[ИСТОЧНИК]:
────
Дальнейшие слова заглушил шум аплодисментов — госпожа Петрова пригласила на осмотр телефона уйму родственников и знакомцев.

Годом позже губернатор города Калуги К. Н. Жуков выдал уникальнейший патент: «Дано сие свидетельство кандидату прав С. -Петербургского университета Павлу Михайловичу Голубицкому в том, что с разрешения Министерства внутренних дел им в августе месяце с. г. устроено в г. Калуге телефонное сообщение системы его, г-на Голубицкого, между губернаторским домом, губернским правлением, квартирою полицмейстера, городским полицейским управлением, губернским тюремным замком и 2-й полицейской частью, с постановкой в канцелярии губернатора центрального соединенного бюро. Аппараты его, Голубицкого, ясно и отчетливо передают слова, и вообще же телефонное сообщение, действуя вполне удовлетворительно, на расстоянии около 6 верст, приносит существенную пользу в деле быстрого сообщения между означенными правительственными учреждениями, облегчая тем их канцелярскую переписку, что удостоверяет подписью и приложением казенной печати.

Причитающийся гербовый сбор уплачен».

Правда, телефон П. Голубицкого довольно скоро вытеснили европейские компании.

* * *

К городскому коммунальному хозяйству можно с некоторой степенью условности отнести и возведение бюстов, монументов, триумфальных арок и прочих украшений города. Оно и к экологии имеет отношение — правда, визуальной. Без подобных малых (или же, наоборот, гигантских) скульптурных форм облик российской провинции был бы совершенно иным.

Чаще всего подобным образом увековечивали, разумеется, царей. Случалось, сразу многих. Самым известным провинциальным скульптурным памятником был (да и сейчас остается) монумент «Тысячелетие России» в Великом Новгороде. Решение о его создании принималось на высоком уровне. 27 марта 1857 года министр внутренних дел С. Ланской подал записку «О сооружении в Новгороде памятника первому Русскому Государю Рюрику». Прицел делался на грядущий юбилей — в 1862 году Россия собиралась шумно праздновать тысячелетие царствующего рода Рюриковичей. Поэтому записка пришлась кстати. Впрочем, ее сразу доработали — решили Рюриком не ограничиваться, а совместить в монументе побольше достойных особ. Сам император, сидя в Петербурге, наложил на это дело положительную резолюцию. «Совершенно с этим согласен», — написал царь.
────
[Собранные данные]
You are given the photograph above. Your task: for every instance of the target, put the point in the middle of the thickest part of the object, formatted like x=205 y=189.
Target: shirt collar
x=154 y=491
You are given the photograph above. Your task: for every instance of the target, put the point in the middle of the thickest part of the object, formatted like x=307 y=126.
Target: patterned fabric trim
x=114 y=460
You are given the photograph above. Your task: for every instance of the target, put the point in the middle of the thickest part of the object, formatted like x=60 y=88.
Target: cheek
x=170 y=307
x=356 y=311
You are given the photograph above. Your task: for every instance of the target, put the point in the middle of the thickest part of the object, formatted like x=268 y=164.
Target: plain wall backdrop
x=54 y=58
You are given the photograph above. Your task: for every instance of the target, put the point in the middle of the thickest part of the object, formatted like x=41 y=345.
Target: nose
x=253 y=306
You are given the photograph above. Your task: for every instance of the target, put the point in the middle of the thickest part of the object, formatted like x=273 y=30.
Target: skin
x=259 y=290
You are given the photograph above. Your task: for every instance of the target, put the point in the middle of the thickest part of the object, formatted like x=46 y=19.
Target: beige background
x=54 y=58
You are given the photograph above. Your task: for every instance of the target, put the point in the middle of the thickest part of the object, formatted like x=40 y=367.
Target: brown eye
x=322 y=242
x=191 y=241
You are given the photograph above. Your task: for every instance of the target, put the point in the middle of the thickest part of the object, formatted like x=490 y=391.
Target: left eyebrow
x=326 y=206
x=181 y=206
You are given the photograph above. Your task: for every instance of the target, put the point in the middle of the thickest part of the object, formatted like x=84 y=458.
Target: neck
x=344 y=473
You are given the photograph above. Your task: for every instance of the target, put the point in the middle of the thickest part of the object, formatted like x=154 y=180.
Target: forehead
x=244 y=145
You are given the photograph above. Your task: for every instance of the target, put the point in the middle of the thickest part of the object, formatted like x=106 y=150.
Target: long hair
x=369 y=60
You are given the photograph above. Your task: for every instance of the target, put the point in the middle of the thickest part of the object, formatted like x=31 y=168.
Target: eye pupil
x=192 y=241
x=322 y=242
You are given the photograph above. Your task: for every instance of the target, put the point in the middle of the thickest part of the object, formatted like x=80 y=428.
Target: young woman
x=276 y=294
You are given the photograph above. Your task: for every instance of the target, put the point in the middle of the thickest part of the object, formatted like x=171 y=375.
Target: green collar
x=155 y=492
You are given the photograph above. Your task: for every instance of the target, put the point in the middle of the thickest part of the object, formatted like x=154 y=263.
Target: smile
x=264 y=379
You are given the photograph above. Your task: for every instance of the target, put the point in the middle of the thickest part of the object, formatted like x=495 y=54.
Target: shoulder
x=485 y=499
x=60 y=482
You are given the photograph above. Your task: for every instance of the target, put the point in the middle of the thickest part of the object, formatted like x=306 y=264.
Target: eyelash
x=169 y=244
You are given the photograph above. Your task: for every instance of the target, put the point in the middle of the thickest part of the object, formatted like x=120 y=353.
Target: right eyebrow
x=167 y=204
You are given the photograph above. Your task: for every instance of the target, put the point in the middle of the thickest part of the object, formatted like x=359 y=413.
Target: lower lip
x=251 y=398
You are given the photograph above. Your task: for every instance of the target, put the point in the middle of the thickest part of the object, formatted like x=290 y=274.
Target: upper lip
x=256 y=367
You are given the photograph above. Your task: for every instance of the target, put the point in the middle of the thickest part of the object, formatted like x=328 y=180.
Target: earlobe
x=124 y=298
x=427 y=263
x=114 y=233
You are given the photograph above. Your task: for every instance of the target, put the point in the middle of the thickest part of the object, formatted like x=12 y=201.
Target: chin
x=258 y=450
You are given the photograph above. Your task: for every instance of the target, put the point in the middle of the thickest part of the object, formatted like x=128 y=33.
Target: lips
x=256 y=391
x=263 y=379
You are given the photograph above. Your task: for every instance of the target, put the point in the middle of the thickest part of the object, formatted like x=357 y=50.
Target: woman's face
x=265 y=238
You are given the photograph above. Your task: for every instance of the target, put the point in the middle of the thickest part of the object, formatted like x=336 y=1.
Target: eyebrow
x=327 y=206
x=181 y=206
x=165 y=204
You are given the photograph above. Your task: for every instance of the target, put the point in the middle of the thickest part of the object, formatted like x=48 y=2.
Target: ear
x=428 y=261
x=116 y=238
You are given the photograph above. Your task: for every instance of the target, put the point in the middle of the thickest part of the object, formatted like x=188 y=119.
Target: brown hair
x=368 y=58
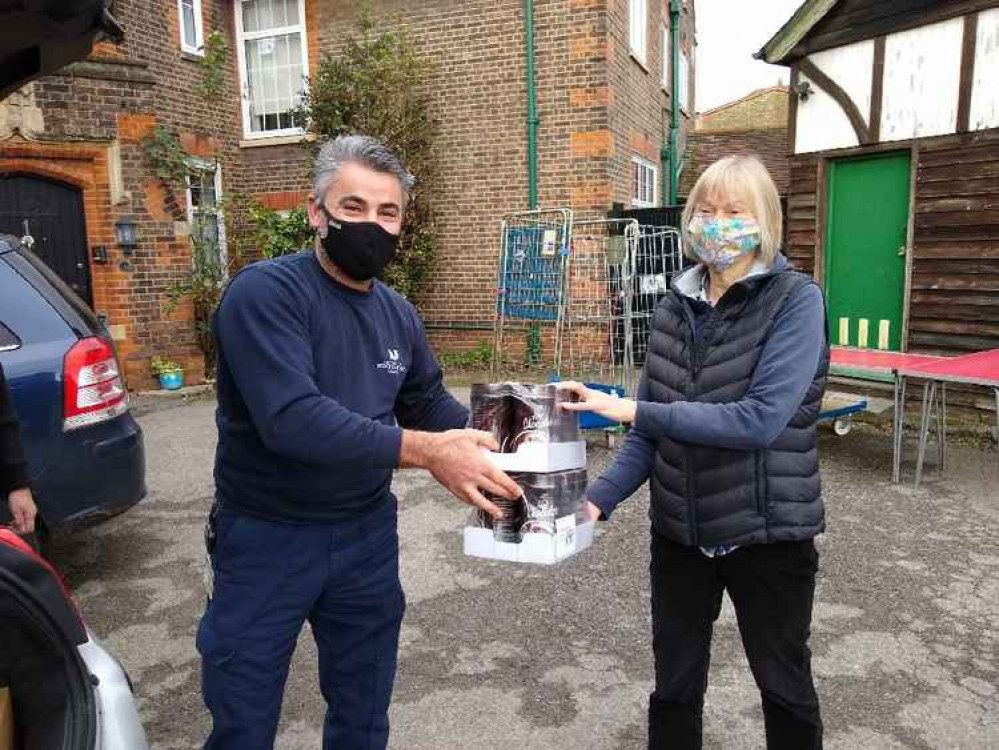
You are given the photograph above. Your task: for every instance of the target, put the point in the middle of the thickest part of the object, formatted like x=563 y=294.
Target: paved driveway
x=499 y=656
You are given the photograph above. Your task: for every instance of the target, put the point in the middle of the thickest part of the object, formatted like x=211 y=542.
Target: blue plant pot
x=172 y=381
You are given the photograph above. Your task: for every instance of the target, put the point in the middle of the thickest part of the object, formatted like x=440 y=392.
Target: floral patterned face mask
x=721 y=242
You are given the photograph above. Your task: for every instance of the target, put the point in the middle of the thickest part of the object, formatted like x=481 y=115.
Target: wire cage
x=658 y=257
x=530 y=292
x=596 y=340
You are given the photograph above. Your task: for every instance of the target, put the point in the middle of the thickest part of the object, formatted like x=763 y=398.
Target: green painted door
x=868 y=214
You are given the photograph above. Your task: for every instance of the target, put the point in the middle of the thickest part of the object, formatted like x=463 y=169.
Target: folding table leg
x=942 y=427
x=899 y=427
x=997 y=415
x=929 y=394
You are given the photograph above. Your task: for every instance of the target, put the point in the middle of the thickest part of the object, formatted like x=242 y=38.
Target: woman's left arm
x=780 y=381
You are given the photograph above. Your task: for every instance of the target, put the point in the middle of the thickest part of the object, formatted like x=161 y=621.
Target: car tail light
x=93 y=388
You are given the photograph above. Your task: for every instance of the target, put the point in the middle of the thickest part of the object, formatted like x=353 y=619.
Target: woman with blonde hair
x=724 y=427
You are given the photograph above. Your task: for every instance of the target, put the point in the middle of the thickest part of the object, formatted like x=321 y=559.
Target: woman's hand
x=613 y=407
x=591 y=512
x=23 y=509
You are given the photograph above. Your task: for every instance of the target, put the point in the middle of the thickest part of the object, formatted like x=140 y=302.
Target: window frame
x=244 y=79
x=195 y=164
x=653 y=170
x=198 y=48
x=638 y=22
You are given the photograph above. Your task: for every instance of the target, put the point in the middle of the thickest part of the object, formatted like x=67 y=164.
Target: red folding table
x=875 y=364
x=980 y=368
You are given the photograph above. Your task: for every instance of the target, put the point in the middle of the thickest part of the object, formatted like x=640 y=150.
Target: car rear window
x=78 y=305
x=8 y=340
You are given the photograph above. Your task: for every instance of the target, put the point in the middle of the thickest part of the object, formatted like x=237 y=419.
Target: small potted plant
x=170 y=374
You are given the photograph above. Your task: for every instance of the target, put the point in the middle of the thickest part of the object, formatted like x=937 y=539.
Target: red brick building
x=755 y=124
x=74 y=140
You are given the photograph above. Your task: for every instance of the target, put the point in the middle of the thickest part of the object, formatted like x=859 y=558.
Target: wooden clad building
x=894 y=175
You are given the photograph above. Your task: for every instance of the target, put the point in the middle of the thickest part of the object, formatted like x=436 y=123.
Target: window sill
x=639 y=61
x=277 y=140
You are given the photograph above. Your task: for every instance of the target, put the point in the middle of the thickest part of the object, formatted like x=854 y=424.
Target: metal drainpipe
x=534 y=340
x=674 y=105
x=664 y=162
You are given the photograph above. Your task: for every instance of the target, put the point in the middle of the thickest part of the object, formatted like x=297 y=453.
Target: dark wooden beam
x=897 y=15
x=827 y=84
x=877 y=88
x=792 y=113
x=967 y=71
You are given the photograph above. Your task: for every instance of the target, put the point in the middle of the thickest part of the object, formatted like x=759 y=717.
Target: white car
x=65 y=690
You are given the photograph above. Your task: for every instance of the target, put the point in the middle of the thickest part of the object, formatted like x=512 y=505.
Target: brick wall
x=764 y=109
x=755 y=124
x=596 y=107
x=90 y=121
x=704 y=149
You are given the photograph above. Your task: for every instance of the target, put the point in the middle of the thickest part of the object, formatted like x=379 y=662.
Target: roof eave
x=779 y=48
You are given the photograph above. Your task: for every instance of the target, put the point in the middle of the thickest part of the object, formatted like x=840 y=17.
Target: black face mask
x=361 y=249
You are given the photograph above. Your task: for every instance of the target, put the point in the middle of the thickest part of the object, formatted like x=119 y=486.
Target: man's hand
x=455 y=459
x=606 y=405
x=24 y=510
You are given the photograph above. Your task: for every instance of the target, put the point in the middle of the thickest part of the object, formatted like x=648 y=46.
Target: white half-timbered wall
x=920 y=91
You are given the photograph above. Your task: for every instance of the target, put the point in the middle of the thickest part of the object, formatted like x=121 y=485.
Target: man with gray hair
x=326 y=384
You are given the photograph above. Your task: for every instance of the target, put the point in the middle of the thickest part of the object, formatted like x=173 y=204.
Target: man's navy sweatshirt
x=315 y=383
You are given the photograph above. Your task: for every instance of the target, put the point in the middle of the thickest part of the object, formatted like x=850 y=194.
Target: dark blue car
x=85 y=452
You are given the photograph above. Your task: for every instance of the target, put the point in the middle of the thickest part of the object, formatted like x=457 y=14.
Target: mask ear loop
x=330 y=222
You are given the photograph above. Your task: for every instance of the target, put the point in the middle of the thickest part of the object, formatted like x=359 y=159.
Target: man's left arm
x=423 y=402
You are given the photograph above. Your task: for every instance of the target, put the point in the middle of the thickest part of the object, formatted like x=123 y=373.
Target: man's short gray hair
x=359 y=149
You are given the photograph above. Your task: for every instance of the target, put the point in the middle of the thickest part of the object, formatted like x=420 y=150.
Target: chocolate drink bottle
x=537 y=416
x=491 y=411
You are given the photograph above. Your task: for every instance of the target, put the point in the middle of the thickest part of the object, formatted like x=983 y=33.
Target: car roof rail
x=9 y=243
────
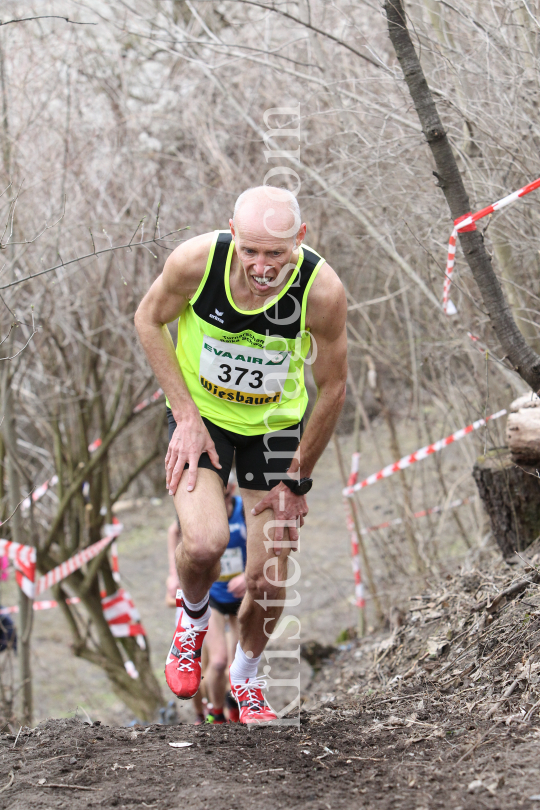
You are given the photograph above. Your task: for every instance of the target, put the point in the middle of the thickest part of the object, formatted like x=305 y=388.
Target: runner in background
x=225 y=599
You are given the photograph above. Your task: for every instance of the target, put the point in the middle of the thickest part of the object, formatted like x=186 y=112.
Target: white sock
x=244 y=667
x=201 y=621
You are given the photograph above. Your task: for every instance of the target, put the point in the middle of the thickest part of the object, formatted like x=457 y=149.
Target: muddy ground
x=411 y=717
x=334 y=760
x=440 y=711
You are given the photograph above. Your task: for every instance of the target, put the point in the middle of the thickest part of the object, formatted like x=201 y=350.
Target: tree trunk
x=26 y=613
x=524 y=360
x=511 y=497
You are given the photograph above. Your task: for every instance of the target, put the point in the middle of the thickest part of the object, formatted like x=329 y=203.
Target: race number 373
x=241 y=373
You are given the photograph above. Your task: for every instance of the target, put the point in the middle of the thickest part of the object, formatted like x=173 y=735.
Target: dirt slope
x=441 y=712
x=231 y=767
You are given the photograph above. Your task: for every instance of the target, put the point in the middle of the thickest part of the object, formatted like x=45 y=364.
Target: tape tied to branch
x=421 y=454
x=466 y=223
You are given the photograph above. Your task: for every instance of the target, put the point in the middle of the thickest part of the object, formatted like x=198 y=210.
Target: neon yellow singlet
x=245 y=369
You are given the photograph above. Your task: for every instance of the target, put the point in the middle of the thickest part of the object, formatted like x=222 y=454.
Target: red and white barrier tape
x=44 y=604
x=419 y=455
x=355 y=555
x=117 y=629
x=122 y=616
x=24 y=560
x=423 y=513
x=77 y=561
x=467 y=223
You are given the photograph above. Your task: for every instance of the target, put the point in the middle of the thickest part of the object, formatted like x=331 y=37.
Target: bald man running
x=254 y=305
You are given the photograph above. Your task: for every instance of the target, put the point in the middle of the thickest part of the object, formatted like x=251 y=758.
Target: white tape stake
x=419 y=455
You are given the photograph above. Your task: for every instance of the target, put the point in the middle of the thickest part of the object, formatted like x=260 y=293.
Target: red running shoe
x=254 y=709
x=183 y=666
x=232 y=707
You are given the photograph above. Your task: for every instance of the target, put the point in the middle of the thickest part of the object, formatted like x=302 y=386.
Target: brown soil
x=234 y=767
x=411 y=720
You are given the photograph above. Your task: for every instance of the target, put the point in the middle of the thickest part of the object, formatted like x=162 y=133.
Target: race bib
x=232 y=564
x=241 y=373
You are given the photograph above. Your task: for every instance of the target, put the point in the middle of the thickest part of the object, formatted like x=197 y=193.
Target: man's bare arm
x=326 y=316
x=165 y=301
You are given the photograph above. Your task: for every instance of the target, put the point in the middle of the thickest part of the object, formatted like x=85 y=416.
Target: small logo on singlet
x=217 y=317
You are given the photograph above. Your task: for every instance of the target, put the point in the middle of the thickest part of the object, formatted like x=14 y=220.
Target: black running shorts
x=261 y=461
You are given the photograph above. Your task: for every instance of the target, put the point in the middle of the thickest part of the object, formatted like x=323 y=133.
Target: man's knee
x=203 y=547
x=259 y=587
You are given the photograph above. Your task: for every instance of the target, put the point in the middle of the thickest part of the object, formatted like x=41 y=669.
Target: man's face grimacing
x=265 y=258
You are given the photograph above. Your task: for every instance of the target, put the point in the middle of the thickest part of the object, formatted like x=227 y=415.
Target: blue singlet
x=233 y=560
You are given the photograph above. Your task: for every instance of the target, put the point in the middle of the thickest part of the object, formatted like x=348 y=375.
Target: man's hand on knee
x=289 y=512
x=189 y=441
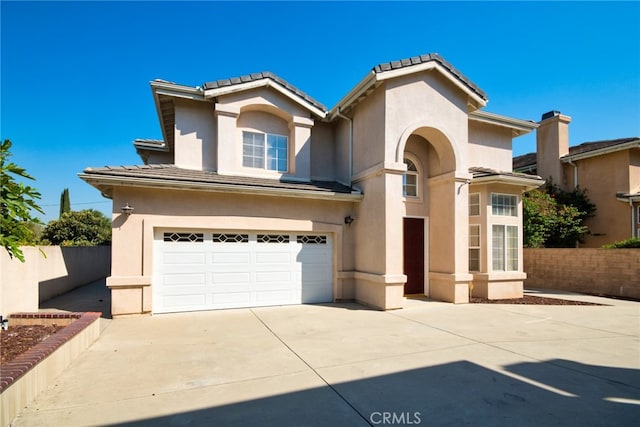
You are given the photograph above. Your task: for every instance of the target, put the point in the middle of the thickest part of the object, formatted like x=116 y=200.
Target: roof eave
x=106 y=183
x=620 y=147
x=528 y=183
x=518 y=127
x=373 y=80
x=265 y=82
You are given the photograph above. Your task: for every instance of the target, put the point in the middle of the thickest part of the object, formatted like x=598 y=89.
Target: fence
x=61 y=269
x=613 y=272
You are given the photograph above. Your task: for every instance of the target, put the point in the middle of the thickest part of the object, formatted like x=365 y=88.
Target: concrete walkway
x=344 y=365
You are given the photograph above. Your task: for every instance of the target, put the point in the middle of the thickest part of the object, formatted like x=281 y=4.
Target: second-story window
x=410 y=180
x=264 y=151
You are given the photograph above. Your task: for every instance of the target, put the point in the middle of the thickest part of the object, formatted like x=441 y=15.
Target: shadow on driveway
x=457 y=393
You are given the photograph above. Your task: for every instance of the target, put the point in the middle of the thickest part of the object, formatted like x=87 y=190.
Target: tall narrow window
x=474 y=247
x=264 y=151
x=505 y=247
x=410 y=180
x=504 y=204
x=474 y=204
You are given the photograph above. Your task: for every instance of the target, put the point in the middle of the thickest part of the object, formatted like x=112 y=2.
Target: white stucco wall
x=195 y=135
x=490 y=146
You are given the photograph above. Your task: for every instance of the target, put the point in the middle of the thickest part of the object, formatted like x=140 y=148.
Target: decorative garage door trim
────
[ЧТО НУЖНО СДЕЛАТЬ]:
1. На каком расстоянии, судя по тексту о провинциальной России, работала телефонная связь Голубицкого в Калуге?
2. Допишите текст о провинциальной России, начиная сразу после его последней фразы.
Эти записи взяты из другого источника.

[ОТВЕТЫ ПО ЗАДАНИЯМ]:
1. Около 6 верст.

2.
Сразу же возник коммерческий проект. Автором его был некий Кренке, командир Гвардейского саперного батальона. Он писал: «Если от всех сословий государства: дворян служащих и неслужащих, духовенства, купечества, мещан и крестьян, обоих полов и всех возрастов собрать по 1 копейке с души, а желающие могут вносить и более, по собственному произволу, то при народонаселении России свыше 60 миллионов составится капитал свыше 600 000 рублей».

Собрано, однако, было всего-навсего 72 с половиной тысячи. Не каждый россиянин пожелал расстаться с заработанной тяжким трудом копейкой.

В конкурсе победил художник Михаил Микешин — фигура, широко известная в узких кругах. Он обучал царских дочек рисованию и вообще был персонажем светским. Николай Лесков вывел его под образом художника Истомина: «У него бывали любовницы во всех общественных слоях, начиная с академических натурщиц до… ну, да до самых неприступных Диан и грандесс, покровительствующих искусствам. Последнее обстоятельство имело на художественную натуру Истомина свое неотразимое влияние. Красивое, часто дышавшее истинным вдохновением и страстью, лицо Истомина стало дерзким, вызывающим и надменным; назло своим врагам и завистникам он начал выставлять на вид и напоказ все выгоды своего положения — квартиру свою он обратил в самую роскошную студию, одевался богато, жил весело, о женщинах говорил нехотя с гримасами, пренебрежительно и всегда цинично».

Проект вышел достаточно странным. Огромный колокол, плавно переходящий кверху в царскую «державу». Вокруг колокола — статуи своего рода vip-персон: Рюрик, с которого, собственно, все и началось, Владимир Святой, Дмитрий Донской, Иван III, Михаил Федорович и Петр I. А ниже — барельеф с изображениями еще 109 персонажей российской истории.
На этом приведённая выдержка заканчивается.